### [Requirements]
Set down exactly the lines from the one containing "[locate] woman with" through the end of the records below, both included, and nothing else.

### [Material provided]
+++

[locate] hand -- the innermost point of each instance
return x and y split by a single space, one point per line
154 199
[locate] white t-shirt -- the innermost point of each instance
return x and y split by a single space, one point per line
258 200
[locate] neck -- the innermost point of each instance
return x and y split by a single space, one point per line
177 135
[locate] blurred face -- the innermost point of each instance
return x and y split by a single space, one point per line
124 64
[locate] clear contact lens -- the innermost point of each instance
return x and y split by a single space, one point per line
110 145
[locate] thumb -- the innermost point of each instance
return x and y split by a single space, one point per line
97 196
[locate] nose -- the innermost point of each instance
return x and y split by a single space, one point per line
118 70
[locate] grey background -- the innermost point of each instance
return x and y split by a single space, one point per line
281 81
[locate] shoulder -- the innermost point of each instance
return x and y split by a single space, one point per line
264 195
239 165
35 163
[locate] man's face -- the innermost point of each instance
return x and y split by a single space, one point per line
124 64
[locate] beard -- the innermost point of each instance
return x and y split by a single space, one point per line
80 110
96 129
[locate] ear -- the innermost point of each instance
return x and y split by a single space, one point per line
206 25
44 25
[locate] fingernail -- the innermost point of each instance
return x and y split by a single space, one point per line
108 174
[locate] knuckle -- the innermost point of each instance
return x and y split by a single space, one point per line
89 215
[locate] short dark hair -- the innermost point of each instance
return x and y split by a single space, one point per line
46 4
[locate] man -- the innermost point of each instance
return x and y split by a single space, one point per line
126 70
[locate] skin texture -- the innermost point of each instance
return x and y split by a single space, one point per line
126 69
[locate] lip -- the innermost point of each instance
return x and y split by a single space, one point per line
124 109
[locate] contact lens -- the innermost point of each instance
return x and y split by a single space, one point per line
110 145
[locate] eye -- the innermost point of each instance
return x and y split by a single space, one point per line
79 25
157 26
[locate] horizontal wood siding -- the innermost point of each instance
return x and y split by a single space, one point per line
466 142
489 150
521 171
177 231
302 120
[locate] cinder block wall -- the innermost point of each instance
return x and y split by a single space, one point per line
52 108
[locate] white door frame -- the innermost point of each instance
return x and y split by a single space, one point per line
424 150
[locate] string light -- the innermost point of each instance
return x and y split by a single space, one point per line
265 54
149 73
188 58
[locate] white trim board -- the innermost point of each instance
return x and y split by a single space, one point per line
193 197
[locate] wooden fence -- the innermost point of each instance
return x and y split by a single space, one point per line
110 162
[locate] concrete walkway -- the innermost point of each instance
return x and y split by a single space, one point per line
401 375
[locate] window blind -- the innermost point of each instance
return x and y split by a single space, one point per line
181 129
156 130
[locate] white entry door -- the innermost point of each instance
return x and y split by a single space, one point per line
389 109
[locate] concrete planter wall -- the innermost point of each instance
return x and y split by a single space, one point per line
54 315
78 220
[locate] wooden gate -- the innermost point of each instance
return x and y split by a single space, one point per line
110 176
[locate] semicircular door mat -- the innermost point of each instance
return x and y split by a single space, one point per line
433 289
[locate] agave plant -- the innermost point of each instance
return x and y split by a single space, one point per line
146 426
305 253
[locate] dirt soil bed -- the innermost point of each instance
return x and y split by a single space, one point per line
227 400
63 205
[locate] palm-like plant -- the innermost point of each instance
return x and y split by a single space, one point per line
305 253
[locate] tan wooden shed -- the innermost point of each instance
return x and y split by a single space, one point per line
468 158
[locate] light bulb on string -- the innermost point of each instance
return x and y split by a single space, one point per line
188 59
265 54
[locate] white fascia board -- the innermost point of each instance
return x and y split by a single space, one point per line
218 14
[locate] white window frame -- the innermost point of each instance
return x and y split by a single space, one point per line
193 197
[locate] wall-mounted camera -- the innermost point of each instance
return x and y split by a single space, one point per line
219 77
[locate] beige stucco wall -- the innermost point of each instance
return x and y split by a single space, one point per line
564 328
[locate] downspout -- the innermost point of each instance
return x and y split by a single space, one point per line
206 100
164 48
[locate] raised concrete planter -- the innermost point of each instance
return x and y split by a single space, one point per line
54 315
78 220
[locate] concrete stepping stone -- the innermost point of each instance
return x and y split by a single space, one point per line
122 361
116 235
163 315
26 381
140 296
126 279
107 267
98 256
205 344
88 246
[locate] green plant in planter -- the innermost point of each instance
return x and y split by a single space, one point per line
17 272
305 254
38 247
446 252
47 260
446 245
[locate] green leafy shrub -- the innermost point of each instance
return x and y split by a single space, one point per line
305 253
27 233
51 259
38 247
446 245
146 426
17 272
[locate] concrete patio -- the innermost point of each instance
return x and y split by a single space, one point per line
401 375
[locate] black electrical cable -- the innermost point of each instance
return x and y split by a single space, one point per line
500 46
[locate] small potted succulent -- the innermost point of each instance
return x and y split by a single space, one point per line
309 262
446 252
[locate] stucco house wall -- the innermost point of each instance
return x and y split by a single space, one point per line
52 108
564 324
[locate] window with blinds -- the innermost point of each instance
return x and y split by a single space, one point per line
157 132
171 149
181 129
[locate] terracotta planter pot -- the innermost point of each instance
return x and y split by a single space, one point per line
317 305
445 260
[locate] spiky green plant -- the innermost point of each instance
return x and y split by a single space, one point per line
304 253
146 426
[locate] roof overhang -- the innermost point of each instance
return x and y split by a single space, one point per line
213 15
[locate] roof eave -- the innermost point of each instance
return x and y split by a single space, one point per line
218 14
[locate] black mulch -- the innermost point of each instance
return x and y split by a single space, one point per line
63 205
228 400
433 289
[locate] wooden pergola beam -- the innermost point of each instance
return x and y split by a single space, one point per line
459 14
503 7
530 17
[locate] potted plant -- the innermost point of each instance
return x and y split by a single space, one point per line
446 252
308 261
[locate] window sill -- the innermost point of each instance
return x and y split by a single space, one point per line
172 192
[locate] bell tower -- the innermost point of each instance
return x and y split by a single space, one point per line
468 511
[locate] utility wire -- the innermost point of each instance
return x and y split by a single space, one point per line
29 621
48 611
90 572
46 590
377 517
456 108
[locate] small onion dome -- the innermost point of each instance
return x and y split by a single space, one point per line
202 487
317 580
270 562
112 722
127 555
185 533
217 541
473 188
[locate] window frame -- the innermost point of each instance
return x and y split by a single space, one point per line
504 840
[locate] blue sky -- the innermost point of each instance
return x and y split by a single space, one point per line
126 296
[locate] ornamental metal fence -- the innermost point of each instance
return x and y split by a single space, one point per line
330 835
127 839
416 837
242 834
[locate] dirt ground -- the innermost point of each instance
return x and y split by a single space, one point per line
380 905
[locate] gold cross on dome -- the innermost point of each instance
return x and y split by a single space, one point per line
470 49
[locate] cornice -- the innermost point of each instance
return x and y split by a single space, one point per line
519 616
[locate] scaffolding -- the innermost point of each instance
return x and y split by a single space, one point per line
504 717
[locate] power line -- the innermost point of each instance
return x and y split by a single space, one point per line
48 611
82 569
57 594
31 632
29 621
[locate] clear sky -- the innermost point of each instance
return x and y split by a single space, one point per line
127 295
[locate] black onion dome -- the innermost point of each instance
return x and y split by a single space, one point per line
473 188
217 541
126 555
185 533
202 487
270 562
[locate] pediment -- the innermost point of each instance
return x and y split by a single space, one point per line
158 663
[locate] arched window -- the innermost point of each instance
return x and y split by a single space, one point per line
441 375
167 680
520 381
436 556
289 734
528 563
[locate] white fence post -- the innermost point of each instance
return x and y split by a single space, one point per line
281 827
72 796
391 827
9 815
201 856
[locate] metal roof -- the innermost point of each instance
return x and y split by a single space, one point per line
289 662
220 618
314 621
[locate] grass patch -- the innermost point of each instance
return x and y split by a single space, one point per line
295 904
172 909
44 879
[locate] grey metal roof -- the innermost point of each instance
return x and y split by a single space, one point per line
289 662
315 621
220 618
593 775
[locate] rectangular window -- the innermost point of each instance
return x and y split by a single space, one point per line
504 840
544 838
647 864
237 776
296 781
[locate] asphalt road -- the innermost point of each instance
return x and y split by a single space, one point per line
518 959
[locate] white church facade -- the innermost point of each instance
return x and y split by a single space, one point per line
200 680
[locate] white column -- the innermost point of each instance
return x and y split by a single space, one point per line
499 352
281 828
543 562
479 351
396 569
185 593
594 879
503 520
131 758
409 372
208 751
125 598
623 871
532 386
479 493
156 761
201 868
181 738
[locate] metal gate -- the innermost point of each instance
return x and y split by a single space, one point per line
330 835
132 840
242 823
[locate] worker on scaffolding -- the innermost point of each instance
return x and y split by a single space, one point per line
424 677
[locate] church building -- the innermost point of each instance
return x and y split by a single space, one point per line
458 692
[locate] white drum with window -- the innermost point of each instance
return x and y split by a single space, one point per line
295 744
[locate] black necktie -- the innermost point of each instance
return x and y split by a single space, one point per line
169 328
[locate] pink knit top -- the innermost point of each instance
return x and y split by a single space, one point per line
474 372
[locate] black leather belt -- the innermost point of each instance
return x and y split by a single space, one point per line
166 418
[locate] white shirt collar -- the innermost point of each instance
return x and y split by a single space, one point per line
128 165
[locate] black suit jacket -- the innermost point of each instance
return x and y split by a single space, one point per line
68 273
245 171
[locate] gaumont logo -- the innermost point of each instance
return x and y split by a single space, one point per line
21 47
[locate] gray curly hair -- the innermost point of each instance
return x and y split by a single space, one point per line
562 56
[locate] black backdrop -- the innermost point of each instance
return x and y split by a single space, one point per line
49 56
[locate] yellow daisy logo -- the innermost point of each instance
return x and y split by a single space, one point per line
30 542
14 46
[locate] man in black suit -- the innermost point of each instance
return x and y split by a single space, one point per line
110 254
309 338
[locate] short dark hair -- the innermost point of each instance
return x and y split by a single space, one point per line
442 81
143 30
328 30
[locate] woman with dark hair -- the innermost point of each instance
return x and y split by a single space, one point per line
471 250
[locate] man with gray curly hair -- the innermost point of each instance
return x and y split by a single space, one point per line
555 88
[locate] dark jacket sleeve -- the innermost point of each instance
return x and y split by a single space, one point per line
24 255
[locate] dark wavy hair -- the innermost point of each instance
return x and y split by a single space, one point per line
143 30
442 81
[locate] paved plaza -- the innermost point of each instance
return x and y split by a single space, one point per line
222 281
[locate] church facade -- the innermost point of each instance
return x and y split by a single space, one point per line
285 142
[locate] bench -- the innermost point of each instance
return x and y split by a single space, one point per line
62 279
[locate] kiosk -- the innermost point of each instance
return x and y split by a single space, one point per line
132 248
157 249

+++

### [Completed task]
[locate] woman with dark hair -- the innermost point of each instance
return x and y split by a single space, one point per line
471 250
[locate] man with gray curly hair -- the innermost point of each instance
return x and y split by a single space, one point per line
555 88
[locate] dark jacket sleeve -- the innermost point of each instance
return x and y split by a single space, one point per line
24 255
[locate] dark wavy hair -- the innermost point of each instance
return x and y split by a single space, one point per line
143 30
442 81
[locate] paved plaza -- the innermost point of each instance
return x and y split by a single space, one point per line
222 281
[locate] church facade -- the innermost point of each instance
return x and y split by a single space, one point per line
285 142
[locate] bench -- the innermost point of each instance
return x and y split by a single space, one point per line
62 279
[locate] kiosk -- the innermost point of each instance
return x and y split by a single space, one point per line
132 248
157 249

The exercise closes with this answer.